### Instruções do exercício
Transforme em lista numerada o trecho dos dados que começa na linha que contém "of the cobblestone" e vai até o fim dos dados, com essa linha e a última incluídas. Deixe de fora as linhas em branco.

──────── Dados fornecidos ────────

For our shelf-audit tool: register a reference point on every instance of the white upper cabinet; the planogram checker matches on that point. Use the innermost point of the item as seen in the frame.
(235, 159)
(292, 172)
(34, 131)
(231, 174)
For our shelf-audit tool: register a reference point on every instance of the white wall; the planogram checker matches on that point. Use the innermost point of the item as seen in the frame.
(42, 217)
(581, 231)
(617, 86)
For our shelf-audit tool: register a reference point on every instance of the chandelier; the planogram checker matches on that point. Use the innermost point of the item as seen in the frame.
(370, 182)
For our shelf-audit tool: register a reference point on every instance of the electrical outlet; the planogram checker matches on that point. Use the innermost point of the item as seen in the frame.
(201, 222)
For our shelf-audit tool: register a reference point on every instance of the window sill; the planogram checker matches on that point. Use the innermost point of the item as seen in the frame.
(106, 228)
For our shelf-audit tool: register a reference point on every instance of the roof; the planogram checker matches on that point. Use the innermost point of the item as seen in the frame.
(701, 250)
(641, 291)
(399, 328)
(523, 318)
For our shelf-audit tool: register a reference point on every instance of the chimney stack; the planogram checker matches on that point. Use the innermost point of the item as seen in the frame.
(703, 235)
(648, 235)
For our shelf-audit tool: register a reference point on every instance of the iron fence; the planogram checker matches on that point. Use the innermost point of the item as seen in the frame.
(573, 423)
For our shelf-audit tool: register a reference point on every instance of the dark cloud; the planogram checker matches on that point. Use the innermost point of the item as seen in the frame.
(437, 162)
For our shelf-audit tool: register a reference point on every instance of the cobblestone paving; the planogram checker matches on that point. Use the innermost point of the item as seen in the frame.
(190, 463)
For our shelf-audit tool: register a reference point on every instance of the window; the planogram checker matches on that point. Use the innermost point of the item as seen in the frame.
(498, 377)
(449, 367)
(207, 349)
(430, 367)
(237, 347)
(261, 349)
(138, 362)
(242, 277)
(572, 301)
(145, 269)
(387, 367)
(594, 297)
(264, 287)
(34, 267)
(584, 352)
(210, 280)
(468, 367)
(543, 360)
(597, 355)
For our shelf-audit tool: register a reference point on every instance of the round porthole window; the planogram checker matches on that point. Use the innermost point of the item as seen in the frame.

────────

### Exercício concluído
1. For our shelf-audit tool: register a reference point on every instance of the cobblestone paving; the planogram checker matches on that point. Use the innermost point of the item as seen in the frame.
2. (190, 463)
3. For our shelf-audit tool: register a reference point on every instance of the window; the planogram checker matches on that point. Use the innermost point of the item as seen in the frame.
4. (498, 377)
5. (449, 367)
6. (207, 349)
7. (430, 367)
8. (237, 347)
9. (261, 349)
10. (138, 362)
11. (242, 277)
12. (572, 301)
13. (145, 269)
14. (387, 367)
15. (594, 297)
16. (264, 287)
17. (34, 267)
18. (584, 352)
19. (210, 280)
20. (468, 367)
21. (543, 360)
22. (597, 355)
23. For our shelf-audit tool: register a reference point on every instance of the round porthole window; the planogram checker matches on that point. Use the innermost point of the item as seen in the frame.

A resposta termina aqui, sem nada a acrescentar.